- ABOUT THIS EXERCISE -
Every picture is to be removed, and all the data is to be copied exactly.

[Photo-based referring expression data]
══════════════════════════════
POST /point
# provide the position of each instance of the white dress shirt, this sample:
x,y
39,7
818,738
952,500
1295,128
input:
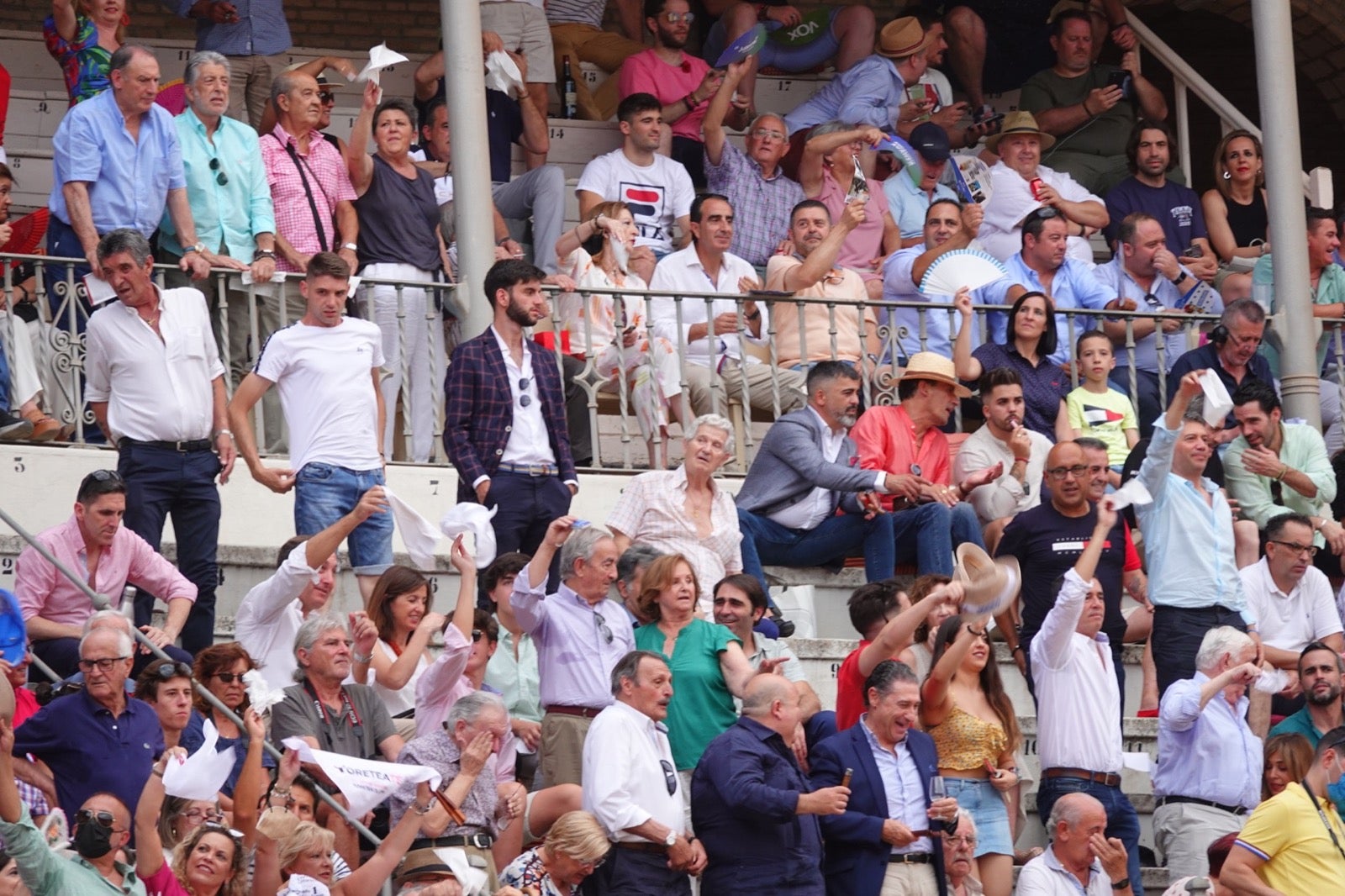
══════════════════════════════
- ANSWER BOX -
POST /point
# provide the position of each instance of the white dress shirt, this sample:
x,y
39,7
818,738
952,500
1295,128
input:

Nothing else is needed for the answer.